* _What you will do_
Each line from the one containing "column 258, row 177" to the end of the entries below must be restated exactly, and no other line should appear.

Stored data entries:
================================
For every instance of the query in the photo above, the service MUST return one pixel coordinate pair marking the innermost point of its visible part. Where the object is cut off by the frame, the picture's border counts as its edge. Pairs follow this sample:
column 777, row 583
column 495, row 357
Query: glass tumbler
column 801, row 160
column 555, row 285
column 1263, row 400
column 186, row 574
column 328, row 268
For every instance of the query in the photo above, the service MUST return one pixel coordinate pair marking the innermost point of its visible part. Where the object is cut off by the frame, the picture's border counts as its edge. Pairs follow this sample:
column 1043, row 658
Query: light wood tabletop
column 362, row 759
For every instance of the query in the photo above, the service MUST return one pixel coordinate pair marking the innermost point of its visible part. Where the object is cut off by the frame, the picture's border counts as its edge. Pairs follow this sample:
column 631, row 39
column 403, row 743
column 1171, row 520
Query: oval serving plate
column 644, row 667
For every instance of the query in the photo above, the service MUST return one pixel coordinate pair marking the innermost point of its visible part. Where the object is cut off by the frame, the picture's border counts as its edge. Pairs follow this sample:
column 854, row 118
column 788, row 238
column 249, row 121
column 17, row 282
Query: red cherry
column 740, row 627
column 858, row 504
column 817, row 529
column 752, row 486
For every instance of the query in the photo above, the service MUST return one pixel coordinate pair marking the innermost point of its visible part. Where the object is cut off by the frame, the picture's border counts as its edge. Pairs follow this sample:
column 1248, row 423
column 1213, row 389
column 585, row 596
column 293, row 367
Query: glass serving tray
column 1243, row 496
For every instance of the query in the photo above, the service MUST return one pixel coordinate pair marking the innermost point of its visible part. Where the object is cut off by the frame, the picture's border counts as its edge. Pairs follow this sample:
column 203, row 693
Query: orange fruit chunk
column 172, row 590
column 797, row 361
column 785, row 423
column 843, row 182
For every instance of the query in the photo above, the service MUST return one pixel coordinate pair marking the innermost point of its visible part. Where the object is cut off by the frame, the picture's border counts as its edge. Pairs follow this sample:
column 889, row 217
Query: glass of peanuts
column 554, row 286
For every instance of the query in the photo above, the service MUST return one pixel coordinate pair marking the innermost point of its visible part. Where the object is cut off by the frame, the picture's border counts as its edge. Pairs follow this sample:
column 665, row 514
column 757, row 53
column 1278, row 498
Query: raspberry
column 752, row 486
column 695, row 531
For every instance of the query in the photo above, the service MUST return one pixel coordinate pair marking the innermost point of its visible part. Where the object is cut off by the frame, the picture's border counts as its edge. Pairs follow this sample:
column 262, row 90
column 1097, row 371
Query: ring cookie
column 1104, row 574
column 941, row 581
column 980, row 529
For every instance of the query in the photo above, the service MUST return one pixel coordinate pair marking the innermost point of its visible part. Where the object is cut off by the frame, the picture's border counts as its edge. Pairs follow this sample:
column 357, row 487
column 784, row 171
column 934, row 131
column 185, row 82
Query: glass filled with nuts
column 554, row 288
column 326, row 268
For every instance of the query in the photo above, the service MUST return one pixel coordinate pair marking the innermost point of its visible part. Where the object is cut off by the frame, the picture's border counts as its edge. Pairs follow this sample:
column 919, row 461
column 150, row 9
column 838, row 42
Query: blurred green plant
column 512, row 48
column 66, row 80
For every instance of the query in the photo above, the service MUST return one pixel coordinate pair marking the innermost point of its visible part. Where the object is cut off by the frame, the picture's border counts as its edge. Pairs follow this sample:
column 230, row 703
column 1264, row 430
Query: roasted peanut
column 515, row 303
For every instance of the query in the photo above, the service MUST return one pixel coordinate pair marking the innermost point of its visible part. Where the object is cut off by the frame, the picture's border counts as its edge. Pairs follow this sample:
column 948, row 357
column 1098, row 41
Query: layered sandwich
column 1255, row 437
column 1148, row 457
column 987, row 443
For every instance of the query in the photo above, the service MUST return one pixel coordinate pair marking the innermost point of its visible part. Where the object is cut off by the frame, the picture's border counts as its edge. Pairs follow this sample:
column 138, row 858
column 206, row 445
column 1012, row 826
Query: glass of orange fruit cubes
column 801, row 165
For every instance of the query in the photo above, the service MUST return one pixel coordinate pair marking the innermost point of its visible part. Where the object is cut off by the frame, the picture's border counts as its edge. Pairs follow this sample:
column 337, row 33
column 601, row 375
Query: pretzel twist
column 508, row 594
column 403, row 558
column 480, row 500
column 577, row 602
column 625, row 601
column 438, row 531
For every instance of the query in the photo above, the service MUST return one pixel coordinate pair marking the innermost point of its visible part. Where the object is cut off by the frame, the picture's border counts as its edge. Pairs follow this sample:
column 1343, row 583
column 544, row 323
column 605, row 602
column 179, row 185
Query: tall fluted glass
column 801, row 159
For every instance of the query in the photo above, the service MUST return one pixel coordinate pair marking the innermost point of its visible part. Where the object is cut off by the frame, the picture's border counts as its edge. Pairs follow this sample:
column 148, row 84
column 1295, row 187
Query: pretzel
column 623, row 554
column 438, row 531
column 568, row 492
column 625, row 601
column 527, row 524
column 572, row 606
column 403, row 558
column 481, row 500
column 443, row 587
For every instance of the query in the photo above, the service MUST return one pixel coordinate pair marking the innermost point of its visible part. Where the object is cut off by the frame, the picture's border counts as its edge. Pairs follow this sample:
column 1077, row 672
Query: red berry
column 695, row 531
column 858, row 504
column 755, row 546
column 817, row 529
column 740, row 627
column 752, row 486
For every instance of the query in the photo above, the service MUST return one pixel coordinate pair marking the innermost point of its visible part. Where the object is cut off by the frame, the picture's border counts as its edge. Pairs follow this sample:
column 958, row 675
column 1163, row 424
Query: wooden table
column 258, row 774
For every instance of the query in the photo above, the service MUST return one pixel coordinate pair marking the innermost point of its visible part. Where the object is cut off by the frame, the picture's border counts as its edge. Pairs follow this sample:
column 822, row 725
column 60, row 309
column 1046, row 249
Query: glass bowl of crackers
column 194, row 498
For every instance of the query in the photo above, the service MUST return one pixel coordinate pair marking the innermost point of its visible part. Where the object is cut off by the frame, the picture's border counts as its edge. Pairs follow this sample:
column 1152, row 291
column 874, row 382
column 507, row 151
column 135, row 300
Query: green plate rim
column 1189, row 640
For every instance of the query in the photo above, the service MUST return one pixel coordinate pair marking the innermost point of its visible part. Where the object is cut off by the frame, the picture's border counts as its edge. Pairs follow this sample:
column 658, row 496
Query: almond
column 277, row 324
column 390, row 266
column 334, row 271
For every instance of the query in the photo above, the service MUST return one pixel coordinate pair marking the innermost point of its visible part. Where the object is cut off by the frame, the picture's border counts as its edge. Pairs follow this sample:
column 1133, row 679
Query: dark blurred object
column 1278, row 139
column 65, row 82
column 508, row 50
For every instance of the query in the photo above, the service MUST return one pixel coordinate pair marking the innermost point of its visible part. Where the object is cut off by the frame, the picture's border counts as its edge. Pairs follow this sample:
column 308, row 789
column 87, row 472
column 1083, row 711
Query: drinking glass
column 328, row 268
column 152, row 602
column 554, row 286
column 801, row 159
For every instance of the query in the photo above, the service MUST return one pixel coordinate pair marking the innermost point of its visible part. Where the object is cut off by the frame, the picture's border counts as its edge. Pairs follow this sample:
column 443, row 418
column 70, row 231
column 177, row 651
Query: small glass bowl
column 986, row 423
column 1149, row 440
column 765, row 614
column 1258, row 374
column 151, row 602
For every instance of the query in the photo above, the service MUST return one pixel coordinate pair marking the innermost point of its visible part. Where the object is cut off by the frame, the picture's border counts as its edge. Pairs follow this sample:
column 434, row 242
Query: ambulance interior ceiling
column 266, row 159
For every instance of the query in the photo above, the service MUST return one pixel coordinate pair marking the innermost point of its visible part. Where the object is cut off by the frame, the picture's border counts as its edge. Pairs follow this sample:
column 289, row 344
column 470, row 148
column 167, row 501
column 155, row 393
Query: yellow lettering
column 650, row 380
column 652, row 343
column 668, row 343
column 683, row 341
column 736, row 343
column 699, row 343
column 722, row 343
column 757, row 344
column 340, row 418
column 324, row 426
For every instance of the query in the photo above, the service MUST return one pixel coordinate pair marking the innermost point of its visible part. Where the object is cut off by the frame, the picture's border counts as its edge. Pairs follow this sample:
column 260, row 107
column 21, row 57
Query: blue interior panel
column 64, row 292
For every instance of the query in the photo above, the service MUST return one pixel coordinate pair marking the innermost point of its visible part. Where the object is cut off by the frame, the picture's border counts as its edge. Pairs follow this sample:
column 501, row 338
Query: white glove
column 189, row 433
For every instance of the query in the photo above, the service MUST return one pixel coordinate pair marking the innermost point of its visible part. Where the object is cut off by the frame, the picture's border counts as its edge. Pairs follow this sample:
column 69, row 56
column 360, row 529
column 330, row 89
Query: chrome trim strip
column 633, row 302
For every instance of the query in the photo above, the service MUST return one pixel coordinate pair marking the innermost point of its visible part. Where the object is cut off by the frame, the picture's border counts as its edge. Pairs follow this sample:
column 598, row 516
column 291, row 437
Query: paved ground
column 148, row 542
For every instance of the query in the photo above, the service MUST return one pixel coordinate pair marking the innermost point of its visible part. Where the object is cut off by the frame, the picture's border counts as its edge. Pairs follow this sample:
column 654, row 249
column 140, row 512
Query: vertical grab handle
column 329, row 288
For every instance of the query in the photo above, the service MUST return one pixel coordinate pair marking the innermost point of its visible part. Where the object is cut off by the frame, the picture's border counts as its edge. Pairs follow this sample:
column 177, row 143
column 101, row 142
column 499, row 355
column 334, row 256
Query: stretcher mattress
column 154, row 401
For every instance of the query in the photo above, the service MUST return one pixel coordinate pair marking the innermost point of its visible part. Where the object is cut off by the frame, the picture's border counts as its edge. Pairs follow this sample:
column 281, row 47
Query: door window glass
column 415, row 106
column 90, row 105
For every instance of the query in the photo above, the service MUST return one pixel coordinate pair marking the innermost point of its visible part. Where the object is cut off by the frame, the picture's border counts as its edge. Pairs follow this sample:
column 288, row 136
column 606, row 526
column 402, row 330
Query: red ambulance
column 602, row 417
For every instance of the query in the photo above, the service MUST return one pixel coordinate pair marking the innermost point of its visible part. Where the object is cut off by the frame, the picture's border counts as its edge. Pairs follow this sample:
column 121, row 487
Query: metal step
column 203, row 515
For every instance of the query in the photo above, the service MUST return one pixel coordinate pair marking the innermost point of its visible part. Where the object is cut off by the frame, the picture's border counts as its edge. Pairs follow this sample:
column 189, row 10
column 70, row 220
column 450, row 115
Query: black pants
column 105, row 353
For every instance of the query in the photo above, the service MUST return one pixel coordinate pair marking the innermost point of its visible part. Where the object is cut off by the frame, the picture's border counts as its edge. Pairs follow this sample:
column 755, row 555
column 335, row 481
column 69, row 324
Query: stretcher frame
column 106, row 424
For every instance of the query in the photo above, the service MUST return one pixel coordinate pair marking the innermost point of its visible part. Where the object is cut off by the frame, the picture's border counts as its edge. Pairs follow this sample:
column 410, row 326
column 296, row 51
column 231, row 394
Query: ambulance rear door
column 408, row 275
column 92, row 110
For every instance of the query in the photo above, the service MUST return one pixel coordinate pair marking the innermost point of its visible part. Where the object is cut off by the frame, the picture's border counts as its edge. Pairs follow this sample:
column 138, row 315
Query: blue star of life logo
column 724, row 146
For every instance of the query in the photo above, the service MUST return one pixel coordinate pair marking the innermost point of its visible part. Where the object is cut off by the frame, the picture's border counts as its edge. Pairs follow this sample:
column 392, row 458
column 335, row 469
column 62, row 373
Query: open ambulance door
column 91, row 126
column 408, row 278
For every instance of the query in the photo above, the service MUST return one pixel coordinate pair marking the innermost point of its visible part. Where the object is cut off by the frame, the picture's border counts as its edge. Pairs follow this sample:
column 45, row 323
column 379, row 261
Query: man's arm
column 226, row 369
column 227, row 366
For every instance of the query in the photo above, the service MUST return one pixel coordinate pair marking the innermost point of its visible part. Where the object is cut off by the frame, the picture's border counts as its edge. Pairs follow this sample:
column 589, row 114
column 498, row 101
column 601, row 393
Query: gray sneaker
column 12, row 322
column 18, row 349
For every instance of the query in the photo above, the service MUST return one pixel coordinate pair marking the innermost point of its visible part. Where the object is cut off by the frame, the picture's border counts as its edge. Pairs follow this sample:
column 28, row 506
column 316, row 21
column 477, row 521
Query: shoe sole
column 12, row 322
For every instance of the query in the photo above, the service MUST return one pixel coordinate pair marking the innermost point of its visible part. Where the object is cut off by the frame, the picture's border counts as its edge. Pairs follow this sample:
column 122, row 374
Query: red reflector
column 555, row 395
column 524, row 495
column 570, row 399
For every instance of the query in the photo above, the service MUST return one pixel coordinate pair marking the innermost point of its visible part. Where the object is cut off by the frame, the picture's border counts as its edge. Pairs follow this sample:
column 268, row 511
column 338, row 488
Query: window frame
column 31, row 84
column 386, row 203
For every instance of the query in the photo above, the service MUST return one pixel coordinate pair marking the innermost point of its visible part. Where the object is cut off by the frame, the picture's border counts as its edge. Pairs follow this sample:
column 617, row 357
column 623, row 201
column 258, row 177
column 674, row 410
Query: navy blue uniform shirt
================================
* _Finished exercise_
column 258, row 177
column 674, row 410
Query: navy blue uniform shirt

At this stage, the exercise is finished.